Page excerpt -
---
Zuckerberg Appeared to Know Meta Trained AI on Pirated Library
Newly unsealed documents show how Meta used LibGen, a pirated library of ebooks, to train its Llama 3 chatbot.
The AI rush has brought with it thorny questions of copyright and ownership of data as tech companies train bots like ChatGPT on existing texts, but it seems Meta largely brushed these aside as they worked to integrate such tools into Facebook and Instagram.
As first revealed in a motion filed by attorneys for novelists Christopher Golden and Richard Kadrey and comedian Sarah Silverman, who are pursuing a class-action suit against Meta for allegedly using their copyrighted work without permission, employees at the tech giant had candid conversations about the potential for scandal that would arise from leveraging a risky resource: Library Genesis, or LibGen, a massive so-called “shadow library” of free downloadable ebooks and PDFs that includes otherwise paywalled research and academic articles. In these exchanges, Meta’s engineers identified LibGen as “adataset we know to be pirated,” but indicated that CEO Mark Zuckerberg had approved its use for training the next iteration of its large language model, Llama.
Now, under a court order from Judge Vince Chhabria of the U.S. District Court for the Northern District of California, the records of those previously confidential internal dialogues have been unsealed, and appear to confirm Zuckerberg’s decision to greenlight the transfer of pirated, copyrighted LibGen data to improve Llama — despite concerns about a backlash. In an email to Joelle Pineau, vice president of AI research at Meta, Sony Theakanath, director of product management, wrote, “After a prior escalation to MZ [Mark Zuckerberg], GenAI has been approved to use LibGen for Llama 3 […] with a number of agreed upon mitigations.” The note observed that including the LibGen material would help them reach certain performance benchmarks, and alluded to industry rumors that other AI companies, including OpenAI and Mistral AI, are “using the library for their models.” In the same email, Theakanath wrote that under no circumstances would Meta publicly disclose its use of LibGen.
The same email lays out the legal exposures and potential negative media attention that could follow if “external parties” deduce that the LibGen trove formed part of Llama’s training data: “Copyright and IP is top of mind for legislators around the world, including in the US and EU,” the document states. “US legislators expressed concern in a recent hearing about AI developers using pirated websites for training. It’s unclear what their legislative actions would be if the concern spreads, but it reflects some of the negative lobbying right holders have been doing, related to our litigation on this topic (along the lines that this is ‘stolen’ content that then taints the output of this model).”
Meta did not immediately return a request for comment on these internal communications.
Elsewhere in the unsealed documents, Meta employees describe methods for processing and filtering text from LibGen in order to remove “boilerplate” indications of copyright, such as “ISBN,” “Copyright,” “©,” and “All rights reserved.” The author of a memo titled “Observations on LibGen-SciMag” (“SciMag” is the library’s catalogue of science journals) reports that the material’s “quality is high and the documents are long so this should be great data to learn from, in particular, for highly specialized knowledge!” The same memo recommends trying to “remove more copyright headers and document identifiers” — seemingly more evidence that Meta was looking to cover its tracks as it exploited this cache of technical text that it did not have permission to use.
---
What to work on -
1: In the article on Meta and LibGen, who wrote the email to Joelle Pineau, and what is that person's title?
2: Condense the paragraph of the article on Meta and LibGen that begins "Elsewhere in the unsealed documents" into a short bulleted list that keeps its main facts.
3: Write the next paragraph of the article on Meta and LibGen, picking up after its final sentence.
The items that follow have no connection to the article on Meta and LibGen.

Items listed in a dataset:
---
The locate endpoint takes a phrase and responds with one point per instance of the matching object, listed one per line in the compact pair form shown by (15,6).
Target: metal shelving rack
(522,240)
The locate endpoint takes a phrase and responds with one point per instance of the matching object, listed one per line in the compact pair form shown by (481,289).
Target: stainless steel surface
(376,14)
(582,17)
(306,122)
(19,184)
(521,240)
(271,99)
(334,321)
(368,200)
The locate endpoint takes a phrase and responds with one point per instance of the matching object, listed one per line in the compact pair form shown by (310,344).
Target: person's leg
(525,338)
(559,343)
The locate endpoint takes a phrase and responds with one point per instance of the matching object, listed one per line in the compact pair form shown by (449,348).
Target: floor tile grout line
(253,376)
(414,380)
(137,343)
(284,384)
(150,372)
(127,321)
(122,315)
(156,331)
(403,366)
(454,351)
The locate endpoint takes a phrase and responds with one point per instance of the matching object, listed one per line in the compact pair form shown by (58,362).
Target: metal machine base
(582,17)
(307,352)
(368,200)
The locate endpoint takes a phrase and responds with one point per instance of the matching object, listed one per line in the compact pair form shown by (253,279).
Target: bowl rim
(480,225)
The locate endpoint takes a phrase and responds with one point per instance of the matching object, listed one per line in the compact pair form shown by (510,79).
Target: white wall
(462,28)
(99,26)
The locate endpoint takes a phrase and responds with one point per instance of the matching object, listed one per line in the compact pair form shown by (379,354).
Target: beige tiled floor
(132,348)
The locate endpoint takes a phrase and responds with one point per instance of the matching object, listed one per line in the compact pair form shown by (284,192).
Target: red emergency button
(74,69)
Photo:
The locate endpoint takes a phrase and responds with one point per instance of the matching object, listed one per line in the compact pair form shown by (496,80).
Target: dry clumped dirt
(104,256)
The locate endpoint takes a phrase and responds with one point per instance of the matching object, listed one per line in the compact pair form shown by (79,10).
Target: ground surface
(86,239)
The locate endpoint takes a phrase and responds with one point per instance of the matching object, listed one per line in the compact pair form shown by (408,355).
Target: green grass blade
---
Your responses -
1: Sony Theakanath, Meta's director of product management, wrote the email.

2:
- The unsealed documents show Meta employees describing ways to process and filter LibGen text so that boilerplate copyright markers such as "ISBN," "Copyright," "©," and "All rights reserved" were removed.
- A memo titled "Observations on LibGen-SciMag" called the material high in quality and said its long documents made it great data, especially for highly specialized knowledge. SciMag is the library's catalogue of science journals.
- The same memo recommended removing more copyright headers and document identifiers. This appears to be further evidence that Meta was trying to cover its tracks while using text it had no permission to use.

3:
Other revealing messages show Meta’s AI research team and executives discussing best methods for obtaining the LibGen data set besides directly torrenting it, or downloading via peer-to-peer file sharing, from the company’s IP addresses. At some points, employees wondered if this was even allowed. “I think torrenting from a corporate laptop doesn’t feel right,” wrote one engineer in April 2023, adding a smiley face emoji. (A later email acknowledged that the “SciMag” data had indeed been torrented.) And in October 2023 messages to a researcher working on Llama, Ahmad Al-Dahle, vice president of GenAI at Meta, said he had “cleared the path to use” LibGen and was “pushing from the top” to incorporate other data sets to improve Llama and win the AI race.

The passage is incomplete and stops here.